Walk outside on a clear summer twilight and you might see hundreds of minute lights spark and glow. Together, fireflies, which produce chemical light through bioluminescence, display a celestial pattern unlike anything on earth. Or, more precisely, unlike anything visible to our unassisted eyes.
In a darkness deeper than those summer twilights, our neurons fire and glow in a similar stellar dance. Now, with Firefly, a new microscope from the Cohen Lab, we can watch neurons pulse, communicate, and shine. The image is at once beautiful and invaluable--it could illuminate how disorders like epilepsy and Alzheimer's disease affect neuron communication and thus enable researchers to discover how to prevent and treat a host of neurological diseases.
The microscope's large field of view and fast imaging capability allows it to image electrical signals quickly traveling from neuron to neuron. Viewing the larger neuronal network is important to understanding how neurological diseases affect neuronal communication. Credit: Daniel Hochbaum, Harvard University
Firefly can resolve 85 neurons in 30 seconds. To accomplish this feat, Professor of Chemistry and Chemical Biology and Physics Adam Cohen and his team exploited a relatively new technique: optogenetics. With optogenetics, a fusion of optics and genetics, researchers modify cells to include genes with light-responsive properties. In this case, Professor Cohen designed neurons to include light-sensitive proteins. Then, the microscope captures sparks of light associated with electrical signals emanating from each neuron, providing precise measurements of their elusive activity.
•••
(Problems to solve):
1) In the text about the Firefly microscope, why is the image of glowing neurons called invaluable? Answer in one to three sentences.
2) Continue the text about the Firefly microscope, starting after its last sentence.
The items that come next are from a separate source.
•••
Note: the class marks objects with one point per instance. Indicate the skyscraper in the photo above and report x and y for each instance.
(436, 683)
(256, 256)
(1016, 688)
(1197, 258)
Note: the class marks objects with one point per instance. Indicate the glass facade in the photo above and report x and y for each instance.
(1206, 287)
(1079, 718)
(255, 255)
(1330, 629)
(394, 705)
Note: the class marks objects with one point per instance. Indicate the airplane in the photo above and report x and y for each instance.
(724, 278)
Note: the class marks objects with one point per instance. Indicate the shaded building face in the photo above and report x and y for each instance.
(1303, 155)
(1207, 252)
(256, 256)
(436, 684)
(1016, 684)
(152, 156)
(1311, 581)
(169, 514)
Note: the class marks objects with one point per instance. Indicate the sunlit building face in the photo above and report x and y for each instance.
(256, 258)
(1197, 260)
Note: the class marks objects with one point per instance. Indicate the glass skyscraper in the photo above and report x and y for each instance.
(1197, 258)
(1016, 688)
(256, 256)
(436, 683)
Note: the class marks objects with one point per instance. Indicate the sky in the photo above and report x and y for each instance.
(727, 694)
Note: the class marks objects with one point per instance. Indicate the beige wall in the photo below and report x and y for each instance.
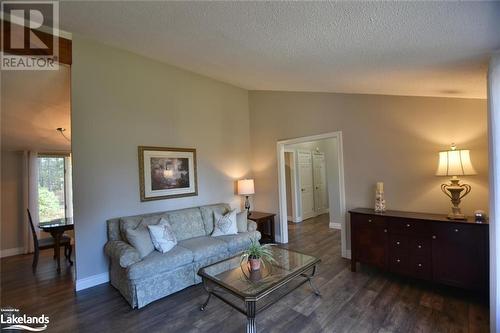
(12, 198)
(120, 101)
(393, 139)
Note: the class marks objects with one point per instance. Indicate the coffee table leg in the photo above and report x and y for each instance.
(204, 306)
(309, 278)
(251, 325)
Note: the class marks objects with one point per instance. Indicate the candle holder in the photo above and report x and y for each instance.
(379, 202)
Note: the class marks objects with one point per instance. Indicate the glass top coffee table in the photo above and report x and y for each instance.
(251, 292)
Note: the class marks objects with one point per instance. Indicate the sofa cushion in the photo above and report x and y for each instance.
(225, 224)
(157, 262)
(204, 247)
(140, 239)
(163, 236)
(207, 212)
(186, 223)
(240, 241)
(132, 222)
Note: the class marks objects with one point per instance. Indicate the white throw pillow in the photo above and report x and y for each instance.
(163, 236)
(225, 224)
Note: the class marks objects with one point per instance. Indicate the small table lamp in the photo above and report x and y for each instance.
(455, 163)
(246, 188)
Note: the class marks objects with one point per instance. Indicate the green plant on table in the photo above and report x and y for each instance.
(258, 251)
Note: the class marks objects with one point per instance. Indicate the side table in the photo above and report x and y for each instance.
(265, 224)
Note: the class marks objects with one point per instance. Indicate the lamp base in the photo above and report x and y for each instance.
(456, 216)
(247, 205)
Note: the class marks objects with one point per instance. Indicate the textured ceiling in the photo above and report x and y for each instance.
(397, 48)
(34, 104)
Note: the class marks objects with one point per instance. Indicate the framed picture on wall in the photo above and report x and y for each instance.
(166, 173)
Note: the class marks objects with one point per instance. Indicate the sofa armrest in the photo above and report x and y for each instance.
(252, 226)
(122, 252)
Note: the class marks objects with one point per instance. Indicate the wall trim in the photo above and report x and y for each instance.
(11, 252)
(335, 225)
(91, 281)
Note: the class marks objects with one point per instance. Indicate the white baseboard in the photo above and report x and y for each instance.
(335, 225)
(11, 252)
(92, 281)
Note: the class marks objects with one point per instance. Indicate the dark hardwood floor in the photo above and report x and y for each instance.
(366, 301)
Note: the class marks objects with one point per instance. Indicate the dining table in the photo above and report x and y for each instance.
(56, 228)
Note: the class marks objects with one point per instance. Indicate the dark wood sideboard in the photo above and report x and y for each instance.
(423, 246)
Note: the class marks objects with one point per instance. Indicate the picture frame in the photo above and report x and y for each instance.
(166, 173)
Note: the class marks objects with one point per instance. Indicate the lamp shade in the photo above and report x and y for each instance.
(455, 163)
(246, 187)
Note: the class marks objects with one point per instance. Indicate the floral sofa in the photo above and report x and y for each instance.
•••
(Answer set):
1) The image could show how disorders such as epilepsy and Alzheimer's disease affect communication between neurons. Knowing that could let researchers discover how to prevent and treat many neurological diseases.

2)
Although others have produced similar optogenetic tools, Firefly exceeds them in power and range. It can image a 6-millimeter-diameter area, more than one hundred times larger than most analogs. This broad field of vision offers unprecedented views of not just one but hundreds of neurons engaged in communication. Now, researchers can examine when and why communication fails. "This optical system provides a million inputs and a million outputs, allowing us to see everything that's going on in these neural cultures," explained Cohen. "The optical system must be highly efficient to detect good signals within a millisecond. A great deal of engineering went into developing optics that can not only image a large area but do so with very high light collection efficiency."
Cohen's research team tested the microscope on not only neurons but cultured heart cells as well. With the microscope, the researchers successfully mapped their pulsing electrical waves. So, while neuroscientists look for clues to treat epilepsy and Alzheimer's disease, cardiologists can examine the electrical signals of abnormal heart rhythms to explore causes and solutions. And, to ensure easy access for a broad research community, Cohen and colleagues assembled Firefly with economical, commercially-available materials.
"The development of new biological sensors has made measurements that were impossible just a few years ago into something routine," said Daniel Hochbaum, a member of the Firefly team and Harvard's Society of Fellows. "This microscope is a brilliant example of such a tool--it will profoundly increase the possibilities of high-throughput and high-content measurements with existing and future sensors of a diverse array of biological functions."
And, the researchers already have plans to expand their field of vision: "The system we developed is designed for looking at a relatively flat sample such as cultured cells," Cohen said. "We are now developing a system to perform optogenetics approaches in intact tissue, which would allow us to look at how these neurons behave in their native context."
Paper: C. Werley, M.-P. Chien, A. E. Cohen, "An ultrawidefield microscope for high-speed fluorescence imaging and targeted optogenetic stimulation," Biomed. Opt. Express, Volume 8, Issue 12, 5794-5813 (2017).